▶ List of tasks
**1)** List the five design principles given for the forecast agent in the architecture document.
**2)** According to the architecture document, where has the ground_truth pipeline been moved?

▶ Passage shown
ARCHITECTURE.md

System Architecture

⚠️ NOTICE: This document describes legacy V1/V2 architecture (2024-2025).

For current forecast_agent architecture, see:

• forecast_agent/README.md - Current ml_lib pipeline overview
• forecast_agent/docs/ARCHITECTURE.md - Train-once/inference-many pattern
• forecast_agent/docs/FORECASTING_EVOLUTION.md - V1 → V2 → V3 progression

For current data architecture, see:

• research_agent/docs/UNIFIED_DATA_ARCHITECTURE.md - Gold layer design
• research_agent/docs/GOLD_MIGRATION_GUIDE.md - Migration from silver to gold

This document is preserved for historical context only. The ground_truth pipeline described here has been moved to forecast_agent/deprecated/.

---

High-Level Data Flow (Legacy V1/V2)

┌─────────────────┐
│ Research Agent  │  (Francisco)
│  Data Pipeline  │
└────────┬────────┘
         │ Creates
         ↓
┌─────────────────────────────┐
│ commodity.silver.          │
│    unified_data             │  ← Single source of truth
│ (date, commodity, region)   │
└────────┬────────────────────┘
         │ Consumed by
         ↓
┌─────────────────────────────┐
│  Forecast Agent             │  (Connor - YOU)
│  ┌─────────────────────┐   │
│  │  Model Bank         │   │  ← Multiple models in parallel
│  │  - ARIMA           │   │
│  │  - SARIMAX          │   │
│  │  - LSTM             │   │
│  │  - (future models)  │   │
│  └─────────────────────┘   │
└────────┬────────────────────┘
         │ Writes
         ↓
┌────────────────────┬────────────────────┐
│ point_forecasts    │   distributions    │
│ (14-day forecasts) │ (2000 MC paths)    │
└────────┬───────────┴────────┬───────────┘
         │                     │
         └─────────┬───────────┘
                   │ Consumed by
                   ↓
         ┌─────────────────┐
         │ Risk/Trading    │  (Mark)
         │     Agent       │
         └─────────────────┘

Forecast Agent Architecture (Your Domain)

Design Philosophy

1. Modular: Each model is independent, swappable
2. Scalable: Add new models without changing infrastructure
3. Parallel: Train multiple models simultaneously (PySpark)
4. Reproducible: Configuration-driven, versioned outputs
5. Fast iteration: Local testing, Databricks production

Package Structure

forecast_agent/
├── ground_truth/                    # Python package
│   ├── __init__.py
│   ├── config/
│   │   ├── __init__.py
│   │   └── model_registry.py       # Model definitions & hyperparameters
│   ├── core/
│   │   ├── __init__.py
│   │   ├── data_loader.py          # Load unified_data
│   │   ├── base_forecaster.py      # Abstract base class
│   │   ├── forecast_writer.py      # Write to Delta (with leakage detection)
│   │   └── evaluator.py            # Performance metrics & regression monitoring
│   ├── features/                    # Function-based feature engineering
│   │   ├── __init__.py
│   │   ├── aggregators.py          # Regional aggregation strategies
│   │   ├── transformers.py         # Time-based features (lags, diffs)

▶ Stored items from a collection
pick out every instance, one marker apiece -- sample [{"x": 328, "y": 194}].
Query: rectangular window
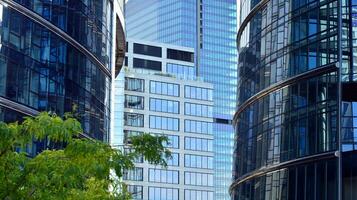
[
  {"x": 139, "y": 159},
  {"x": 157, "y": 193},
  {"x": 146, "y": 64},
  {"x": 128, "y": 134},
  {"x": 174, "y": 141},
  {"x": 192, "y": 92},
  {"x": 136, "y": 191},
  {"x": 181, "y": 70},
  {"x": 135, "y": 102},
  {"x": 163, "y": 88},
  {"x": 199, "y": 179},
  {"x": 147, "y": 50},
  {"x": 134, "y": 84},
  {"x": 192, "y": 126},
  {"x": 196, "y": 161},
  {"x": 164, "y": 123},
  {"x": 198, "y": 110},
  {"x": 180, "y": 55},
  {"x": 135, "y": 174},
  {"x": 198, "y": 195},
  {"x": 133, "y": 119},
  {"x": 162, "y": 105},
  {"x": 175, "y": 160},
  {"x": 164, "y": 176},
  {"x": 198, "y": 144}
]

▶ Final answers
**1)** Modular, Scalable, Parallel, Reproducible, Fast iteration

**2)** To forecast_agent/deprecated/